## [Goal 1]
In the records, take every line from the one containing "Locate the night" to the one containing "Locate the bokeh", both included, and put them into a JSON list of strings with one string per line and blank lines left out.

## [Text block]
──────

Many of these of tricks are described in Fred Cuellar’s book How to Buy a Diamond.  For example, you could “buy-shy” – i.e., shop for diamonds that weigh just under half-carat and full-carat weights.  A diamond’s value jumps dramatically when it reaches true half-carat or full carat size, because the demand is higher. Instead, buy a 0.90-carat diamond instead of a full carat, or 0.45-carat instead of half-carat – a noticeable change in price, an unnoticeable change to the eye.

Everyone knows about the four Cs of gemstones – color, cut, clarity and carat.  The GIA (Gemological Institute of America) gives official grades for all the Cs, many which are unnoticeable to the naked eye.  GIA gemologists need special equipment to make these measurements.  But many jewelers frequently “bump” the grades up.  Some dealers use lights with a bluish tinge, making diamonds seem more scintillating.  Have any stone appraised by an independent jeweler!  But beware of what Cuellar calls a “sandbagger” – an appraiser who says you were ripped off…then sends you to one of his friends.

Many gems are artificially enhanced.  Victoria Finlay – author of Jewels: A Secret History – describes “a fifth C, certificate, which is becoming equally important.”  These certificates tell buyers if their stone has been treated, heated, colored, coated, lasered, oiled, or sealed with epoxy resin. 

Jewelers overprice their diamonds considerably.  If you want your diamond to retain its value, try buying from bonded jewelers.  Bonded gems cost 10-15% more, but a bonded stone gives you: lifetime breakage policy, lifetime buy-back policy, unconditional lifetime exchange policy and trade-in policy, market crash protection policy, and all bonded stones are natural and untreated.

──────

## [Goal 2]
In the text on buying diamonds, what does Cuellar call an appraiser who says you were ripped off and then sends you to one of his friends?

## [Data shown]
──────

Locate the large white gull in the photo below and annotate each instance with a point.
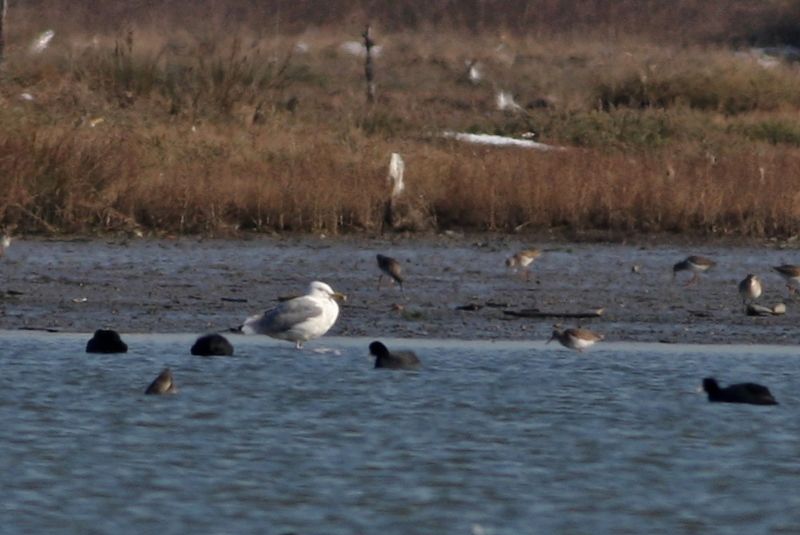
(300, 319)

──────

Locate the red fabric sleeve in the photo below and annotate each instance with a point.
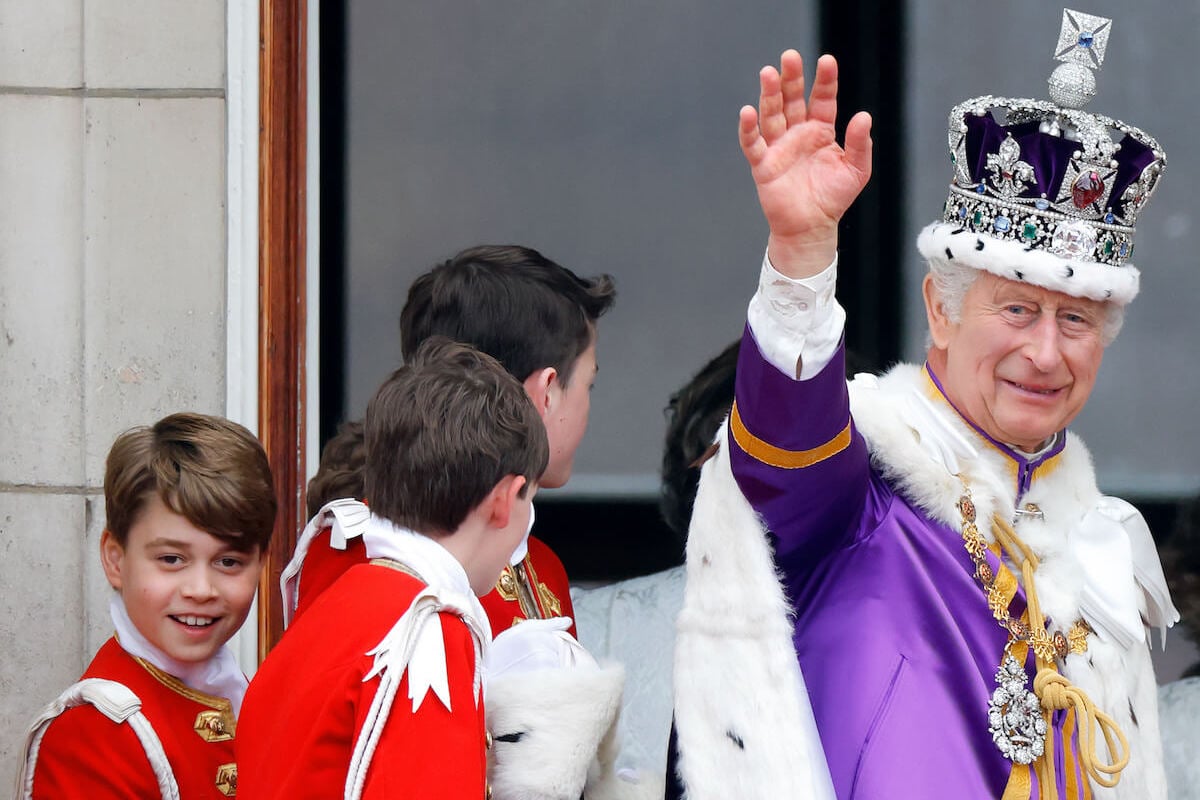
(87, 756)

──────

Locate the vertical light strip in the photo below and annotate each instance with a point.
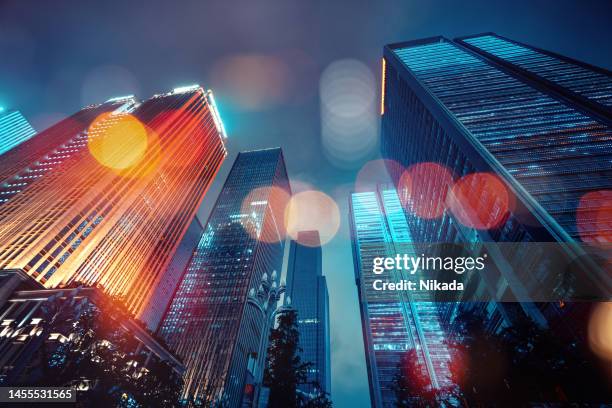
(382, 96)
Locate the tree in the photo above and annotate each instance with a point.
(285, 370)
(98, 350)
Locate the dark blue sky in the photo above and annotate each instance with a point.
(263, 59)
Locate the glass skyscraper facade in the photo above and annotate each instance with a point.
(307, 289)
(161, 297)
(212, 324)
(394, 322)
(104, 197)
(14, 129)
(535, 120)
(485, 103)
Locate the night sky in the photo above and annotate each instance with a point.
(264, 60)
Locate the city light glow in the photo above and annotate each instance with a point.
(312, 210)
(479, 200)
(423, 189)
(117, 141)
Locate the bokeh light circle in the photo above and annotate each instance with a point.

──────

## [Exercise solution 1]
[
  "Locate the night sky in the photo above and annotate each instance with a point.",
  "(264, 60)",
  "Locate the city light glow in the photo above and annotate each instance with a point.",
  "(312, 210)",
  "(479, 200)",
  "(423, 189)",
  "(117, 141)",
  "Locate the bokeh light circle in the photo above and annotate each instance with a point."
]

## [Exercise solution 2]
A "sandbagger."